═════ Extract provided ═════

LOS ANGELES — A U.S. Defense Advanced Research Projects Agency program to develop a small air launch system is also working on an even smaller vehicle as an “icebreaker” to learn operational lessons that can be applied to the larger system.

The Small Air Launch Vehicle to Orbit (SALVO) is a two-stage rocket being developed by San Francisco-based Ventions Inc. for DARPA as part of the Airborne Launch Assist Space Access (ALASA) program. The rocket, which uses liquid oxygen and RP-1 propellants, will launch from an F-15 aircraft and be able to place a three-unit cubesat, weighing a few kilograms, into orbit.

SALVO will demonstrate some new technologies, such as battery-powered pumps for its rocket engines. However, the ALASA program manager at DARPA said the main purpose of the program is to teach how to operate an air launch system effectively.

“It’s meant to be an icebreaker,” said Mitchell Burnside Clapp in a presentation about the ALASA program at the International Space Development Conference here May 16. 

SALVO, he said, will give the team experience with range approvals and other processes. 

“It makes sure everyone is comfortable so that when ALASA itself flies it will all be familiar to the people doing the work,” Clapp said.

He said the current schedule for SALVO calls for integrated tests of the rocket in August, followed by captive carry flights, where the rocket is flown on the F-15 but not released, in November. The first of up to three SALVO launches is planned for the spring of 2015, about six to nine months before the first ALASA launch.

The ALASA rocket itself is being built by Boeing Defense, Space & Security of Huntington Beach, California, under a $30.6 million contract awarded in March. The rocket features an unconventional design with four engines mounted just below the payload fairing that serve as both the first and second stages of the rocket. Propellant tanks mounted below the engines are dropped away during the rocket’s ascent to orbit.

═════ Data shown ═════

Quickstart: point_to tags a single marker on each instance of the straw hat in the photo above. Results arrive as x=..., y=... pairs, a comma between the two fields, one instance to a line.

═════

● **Short task**: Reproduce the part of the air launch article between "LOS ANGELES —" and "launch system effectively.", inclusive. The material has nothing to do with the air launch article.

● **Reply to the task**:
LOS ANGELES — A U.S. Defense Advanced Research Projects Agency program to develop a small air launch system is also working on an even smaller vehicle as an “icebreaker” to learn operational lessons that can be applied to the larger system.

The Small Air Launch Vehicle to Orbit (SALVO) is a two-stage rocket being developed by San Francisco-based Ventions Inc. for DARPA as part of the Airborne Launch Assist Space Access (ALASA) program. The rocket, which uses liquid oxygen and RP-1 propellants, will launch from an F-15 aircraft and be able to place a three-unit cubesat, weighing a few kilograms, into orbit.

SALVO will demonstrate some new technologies, such as battery-powered pumps for its rocket engines. However, the ALASA program manager at DARPA said the main purpose of the program is to teach how to operate an air launch system effectively.